Problem to solve → All lines below are to be transcribed exactly.

(Referring expression data)
______

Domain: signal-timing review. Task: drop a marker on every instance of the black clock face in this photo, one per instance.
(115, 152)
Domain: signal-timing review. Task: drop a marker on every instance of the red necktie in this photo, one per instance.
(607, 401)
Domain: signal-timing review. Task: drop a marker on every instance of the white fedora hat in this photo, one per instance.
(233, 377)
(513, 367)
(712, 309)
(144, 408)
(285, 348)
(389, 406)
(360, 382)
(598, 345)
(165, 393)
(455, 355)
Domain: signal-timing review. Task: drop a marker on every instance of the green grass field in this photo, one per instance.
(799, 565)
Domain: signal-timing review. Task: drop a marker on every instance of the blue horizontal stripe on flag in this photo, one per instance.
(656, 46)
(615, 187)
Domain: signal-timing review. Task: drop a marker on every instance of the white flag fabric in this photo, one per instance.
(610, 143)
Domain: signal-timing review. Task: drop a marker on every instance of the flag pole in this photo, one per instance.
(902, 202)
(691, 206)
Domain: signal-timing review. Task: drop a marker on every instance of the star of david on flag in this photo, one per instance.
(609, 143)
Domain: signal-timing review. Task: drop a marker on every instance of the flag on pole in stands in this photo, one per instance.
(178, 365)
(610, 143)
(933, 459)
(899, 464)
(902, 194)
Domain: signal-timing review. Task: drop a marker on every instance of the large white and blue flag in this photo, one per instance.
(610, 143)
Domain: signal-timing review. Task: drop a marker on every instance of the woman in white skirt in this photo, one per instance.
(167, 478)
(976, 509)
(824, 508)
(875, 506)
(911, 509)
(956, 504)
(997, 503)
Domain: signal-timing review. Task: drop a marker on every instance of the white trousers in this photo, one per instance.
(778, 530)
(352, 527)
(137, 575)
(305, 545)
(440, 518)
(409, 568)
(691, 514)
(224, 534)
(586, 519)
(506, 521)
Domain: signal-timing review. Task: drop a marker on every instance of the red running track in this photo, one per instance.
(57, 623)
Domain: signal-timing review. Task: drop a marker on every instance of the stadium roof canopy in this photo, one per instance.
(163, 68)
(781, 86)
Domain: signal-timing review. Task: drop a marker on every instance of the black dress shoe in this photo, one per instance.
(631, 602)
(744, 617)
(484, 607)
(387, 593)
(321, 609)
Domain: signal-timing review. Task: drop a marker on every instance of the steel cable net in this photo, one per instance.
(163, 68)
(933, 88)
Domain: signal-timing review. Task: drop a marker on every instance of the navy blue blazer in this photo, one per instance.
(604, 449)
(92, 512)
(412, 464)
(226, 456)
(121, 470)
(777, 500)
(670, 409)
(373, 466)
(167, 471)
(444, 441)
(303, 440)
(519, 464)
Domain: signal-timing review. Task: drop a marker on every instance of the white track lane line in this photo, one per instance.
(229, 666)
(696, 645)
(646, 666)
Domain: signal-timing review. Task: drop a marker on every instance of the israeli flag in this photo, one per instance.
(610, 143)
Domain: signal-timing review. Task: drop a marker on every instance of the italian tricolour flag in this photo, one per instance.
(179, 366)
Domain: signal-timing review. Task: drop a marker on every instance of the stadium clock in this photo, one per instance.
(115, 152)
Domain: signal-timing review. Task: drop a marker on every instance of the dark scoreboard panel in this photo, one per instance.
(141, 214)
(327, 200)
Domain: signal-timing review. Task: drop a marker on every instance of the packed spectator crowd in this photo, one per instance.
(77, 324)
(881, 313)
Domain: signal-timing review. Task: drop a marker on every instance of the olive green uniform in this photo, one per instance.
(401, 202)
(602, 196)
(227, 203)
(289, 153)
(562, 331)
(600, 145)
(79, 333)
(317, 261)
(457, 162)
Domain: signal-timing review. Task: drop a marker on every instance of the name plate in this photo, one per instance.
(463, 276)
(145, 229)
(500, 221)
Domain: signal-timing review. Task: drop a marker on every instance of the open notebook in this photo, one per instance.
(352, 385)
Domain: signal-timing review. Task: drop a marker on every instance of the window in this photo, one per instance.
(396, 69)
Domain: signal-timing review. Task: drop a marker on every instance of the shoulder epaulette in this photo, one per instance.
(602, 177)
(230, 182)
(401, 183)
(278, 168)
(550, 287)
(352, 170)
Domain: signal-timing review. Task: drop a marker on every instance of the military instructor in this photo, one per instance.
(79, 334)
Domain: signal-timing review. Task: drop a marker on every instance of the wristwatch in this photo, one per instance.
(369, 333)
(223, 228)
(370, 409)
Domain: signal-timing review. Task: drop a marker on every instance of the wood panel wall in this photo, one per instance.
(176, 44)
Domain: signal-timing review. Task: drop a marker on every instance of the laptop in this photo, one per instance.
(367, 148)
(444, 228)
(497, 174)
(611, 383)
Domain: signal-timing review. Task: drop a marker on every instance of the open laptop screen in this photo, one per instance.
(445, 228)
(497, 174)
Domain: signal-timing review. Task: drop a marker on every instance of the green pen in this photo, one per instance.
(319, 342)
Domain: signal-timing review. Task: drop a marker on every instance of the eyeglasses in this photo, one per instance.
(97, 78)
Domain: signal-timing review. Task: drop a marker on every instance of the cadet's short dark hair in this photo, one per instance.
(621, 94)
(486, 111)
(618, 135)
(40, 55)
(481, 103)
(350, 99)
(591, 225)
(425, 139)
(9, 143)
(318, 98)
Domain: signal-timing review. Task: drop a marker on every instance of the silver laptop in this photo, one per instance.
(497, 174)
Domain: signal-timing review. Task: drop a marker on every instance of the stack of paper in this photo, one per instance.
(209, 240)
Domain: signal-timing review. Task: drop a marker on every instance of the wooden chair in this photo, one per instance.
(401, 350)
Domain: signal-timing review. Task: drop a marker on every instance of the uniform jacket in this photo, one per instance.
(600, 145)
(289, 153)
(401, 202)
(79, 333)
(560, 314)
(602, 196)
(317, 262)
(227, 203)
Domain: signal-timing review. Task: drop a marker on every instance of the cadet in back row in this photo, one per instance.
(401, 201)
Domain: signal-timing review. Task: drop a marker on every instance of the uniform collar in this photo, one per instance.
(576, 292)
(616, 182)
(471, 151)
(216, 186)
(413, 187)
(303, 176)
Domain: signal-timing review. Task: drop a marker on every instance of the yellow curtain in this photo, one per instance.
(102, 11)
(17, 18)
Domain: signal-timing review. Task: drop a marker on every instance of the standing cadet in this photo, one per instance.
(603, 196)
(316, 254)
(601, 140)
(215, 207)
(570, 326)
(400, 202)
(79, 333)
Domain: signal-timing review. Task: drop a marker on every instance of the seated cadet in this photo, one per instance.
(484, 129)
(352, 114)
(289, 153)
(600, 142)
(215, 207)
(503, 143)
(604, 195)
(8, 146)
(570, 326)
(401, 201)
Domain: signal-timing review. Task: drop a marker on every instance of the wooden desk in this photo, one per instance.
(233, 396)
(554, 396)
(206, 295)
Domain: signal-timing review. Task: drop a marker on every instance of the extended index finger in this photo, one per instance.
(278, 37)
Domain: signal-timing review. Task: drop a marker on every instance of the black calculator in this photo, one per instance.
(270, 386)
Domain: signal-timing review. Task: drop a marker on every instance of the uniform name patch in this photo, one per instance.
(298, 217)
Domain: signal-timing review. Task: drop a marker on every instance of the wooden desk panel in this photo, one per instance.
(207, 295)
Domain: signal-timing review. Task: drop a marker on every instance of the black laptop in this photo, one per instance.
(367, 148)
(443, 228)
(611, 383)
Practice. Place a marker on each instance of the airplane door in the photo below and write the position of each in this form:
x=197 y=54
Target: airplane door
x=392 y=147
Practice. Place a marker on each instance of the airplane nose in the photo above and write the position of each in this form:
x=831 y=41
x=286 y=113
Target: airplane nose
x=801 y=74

______

Solution to the problem →
Domain: signal-timing review. Task: drop a marker on every instance of the black clock face in this photo, one per instance.
(115, 152)
Domain: signal-timing review. Task: drop a marker on every instance of the red necktie in this photo, one per instance.
(607, 401)
Domain: signal-timing review. Task: drop a marker on every instance of the white fedora hat in this photo, one per instance.
(233, 377)
(513, 367)
(712, 309)
(144, 408)
(285, 348)
(389, 406)
(360, 382)
(598, 345)
(165, 393)
(455, 355)
Domain: signal-timing review. Task: drop a marker on every instance of the green grass field in this photo, one per instance.
(799, 565)
Domain: signal-timing review. Task: drop a marker on every instance of the blue horizontal stripe on flag in this photo, one per instance.
(656, 46)
(615, 187)
Domain: signal-timing review. Task: drop a marker on every instance of the white flag fabric in this photo, one per instance.
(610, 143)
Domain: signal-timing review. Task: drop a marker on every instance of the flag pole in this photo, one per instance.
(902, 202)
(691, 206)
Domain: signal-timing review. Task: drop a marker on every instance of the star of david on flag in this photo, one per instance.
(609, 143)
Domain: signal-timing review. Task: drop a marker on every instance of the flag on pole in stands in this photo, one per instance.
(178, 365)
(610, 143)
(933, 459)
(899, 464)
(902, 194)
Domain: signal-timing review. Task: drop a marker on every instance of the large white and blue flag in this photo, one per instance.
(610, 143)
Domain: signal-timing review. Task: drop a marker on every instance of the woman in white skirt in this photo, one per instance.
(167, 478)
(976, 509)
(824, 508)
(875, 506)
(911, 509)
(956, 504)
(997, 503)
Domain: signal-timing review. Task: drop a marker on every instance of the white trousers in this photo, one per instance.
(778, 530)
(352, 527)
(137, 575)
(305, 545)
(440, 518)
(409, 568)
(691, 514)
(224, 534)
(586, 519)
(506, 521)
Domain: signal-timing review. Task: drop a marker on every instance of the red running track in this photo, one per instance.
(57, 623)
Domain: signal-timing review. Task: drop a marker on every instance of the stadium roof canopy in this photo, one per instance.
(163, 68)
(781, 86)
Domain: signal-timing review. Task: drop a marker on every instance of the black dress shoe in this photo, one per instance.
(631, 602)
(744, 617)
(484, 607)
(387, 593)
(321, 609)
Domain: signal-timing review. Task: drop a marker on every instance of the steel cable net in this photo, one per instance.
(163, 68)
(933, 88)
Domain: signal-timing review. Task: drop a marker on every instance of the navy blue blazer in this photo, one per instance.
(604, 449)
(92, 512)
(412, 464)
(226, 456)
(121, 470)
(777, 500)
(670, 409)
(373, 466)
(167, 471)
(444, 441)
(303, 440)
(519, 464)
Domain: signal-timing review. Task: drop a marker on every instance of the white track lane line in this photo, one per instance.
(229, 666)
(696, 645)
(646, 666)
Domain: signal-timing review. Task: drop a marker on every instance of the israeli flag in this photo, one per instance.
(610, 143)
Domain: signal-timing review. Task: drop a marker on every instance of the italian tricolour flag in this photo, one per instance.
(179, 366)
Domain: signal-timing review. Task: drop a marker on every instance of the stadium clock in this photo, one per instance.
(115, 152)
Domain: signal-timing review. Task: drop a marker on every instance of the dark scoreboard panel in this photo, one per instance.
(141, 214)
(327, 200)
Domain: signal-timing review. Task: drop a marker on every instance of the packed spectator crowd in this photo, one per instance.
(77, 324)
(881, 313)
Domain: signal-timing review. Task: drop a marker on every instance of the olive green uniform in this photo, one per instance.
(401, 202)
(602, 196)
(227, 203)
(289, 153)
(562, 331)
(600, 145)
(79, 333)
(317, 261)
(457, 162)
Domain: signal-timing review. Task: drop a marker on every instance of the name plate in this photo, one per instance.
(463, 276)
(145, 229)
(500, 221)
Domain: signal-timing review. Task: drop a marker on every instance of the open notebook in this photo, one per instance.
(352, 385)
Domain: signal-timing review. Task: drop a marker on every instance of the window in this photo, one per instance.
(396, 69)
Domain: signal-timing review. Task: drop a marker on every instance of the shoulder epaulette in this photo, one per instance.
(602, 177)
(230, 182)
(401, 183)
(278, 168)
(550, 287)
(352, 170)
Domain: signal-timing review. Task: drop a marker on every instance of the military instructor in this photo, one per instance.
(79, 334)
Domain: signal-timing review. Task: drop a marker on every instance of the wristwatch in this photo, one per instance.
(369, 333)
(223, 228)
(370, 409)
Domain: signal-timing review. Task: drop a marker on every instance of the wood panel wall in this photo, one per instance.
(176, 44)
Domain: signal-timing review. Task: drop a marker on every instance of the laptop in this photo, one per instance.
(367, 148)
(444, 228)
(497, 174)
(611, 383)
Domain: signal-timing review. Task: drop a marker on every instance of the open laptop screen in this photo, one per instance.
(445, 228)
(497, 174)
Domain: signal-timing review. Task: drop a marker on every instance of the green pen in this photo, one per instance.
(319, 342)
Domain: signal-timing review. Task: drop a marker on every instance of the eyeglasses in this photo, one per instance.
(97, 78)
Domain: signal-timing review. Task: drop a marker on every instance of the cadet's short dark hair in this photo, one per instance.
(621, 94)
(486, 111)
(618, 135)
(40, 55)
(481, 103)
(350, 99)
(591, 225)
(425, 139)
(9, 143)
(318, 98)
Domain: signal-timing review. Task: drop a marker on every instance of the silver laptop in this photo, one per instance.
(497, 174)
Domain: signal-timing review. Task: drop a marker on every instance of the stack of paper in this photo, one per instance.
(209, 240)
Domain: signal-timing review. Task: drop a marker on every instance of the wooden chair in this photo, one per instance.
(401, 350)
Domain: signal-timing review. Task: drop a marker on every instance of the uniform jacket in this photo, one per instance.
(600, 145)
(289, 153)
(401, 202)
(79, 333)
(560, 314)
(602, 196)
(317, 262)
(227, 203)
Domain: signal-timing review. Task: drop a marker on every instance of the cadet in back row in this photo, one per instance.
(401, 201)
Domain: signal-timing review. Task: drop a marker on every instance of the uniform collar in this photo, one per instance.
(576, 292)
(616, 182)
(471, 151)
(216, 186)
(413, 187)
(303, 176)
Domain: signal-timing review. Task: drop a marker on every instance of the yellow curtain in this photo, one per instance.
(102, 11)
(17, 18)
Domain: signal-timing review. Task: drop a marker on every instance of the standing cadet in this photo, one per instance.
(603, 196)
(316, 254)
(601, 140)
(215, 207)
(570, 326)
(400, 202)
(79, 333)
Domain: signal-timing review. Task: drop a marker on every instance of the seated cadet in this photo, one per instance.
(484, 129)
(352, 114)
(289, 153)
(600, 142)
(215, 207)
(503, 143)
(604, 195)
(8, 146)
(570, 326)
(401, 201)
Domain: signal-timing review. Task: drop a marker on every instance of the wooden desk in this photo, one per instance.
(233, 396)
(554, 396)
(206, 295)
Domain: signal-timing review. Task: drop a marker on every instance of the extended index finger in this photo, one per instance.
(278, 37)
Domain: signal-timing review. Task: drop a marker on every instance of the black calculator in this photo, one per instance.
(270, 386)
Domain: signal-timing review. Task: drop a marker on every instance of the uniform name patch in this photo, one per instance.
(298, 217)
Domain: signal-timing review. Task: drop a marker on every instance of the wooden desk panel in this photo, one per instance.
(207, 295)
Domain: signal-timing review. Task: drop a marker on every instance of the black laptop in this photo, one per instance.
(367, 148)
(443, 228)
(611, 383)
Practice. Place a marker on each instance of the airplane door in the photo below and write the position of each in this form:
x=197 y=54
Target: airplane door
x=392 y=147
Practice. Place a marker on each instance of the airplane nose in the photo above and write the position of each in this form:
x=831 y=41
x=286 y=113
Target: airplane nose
x=801 y=74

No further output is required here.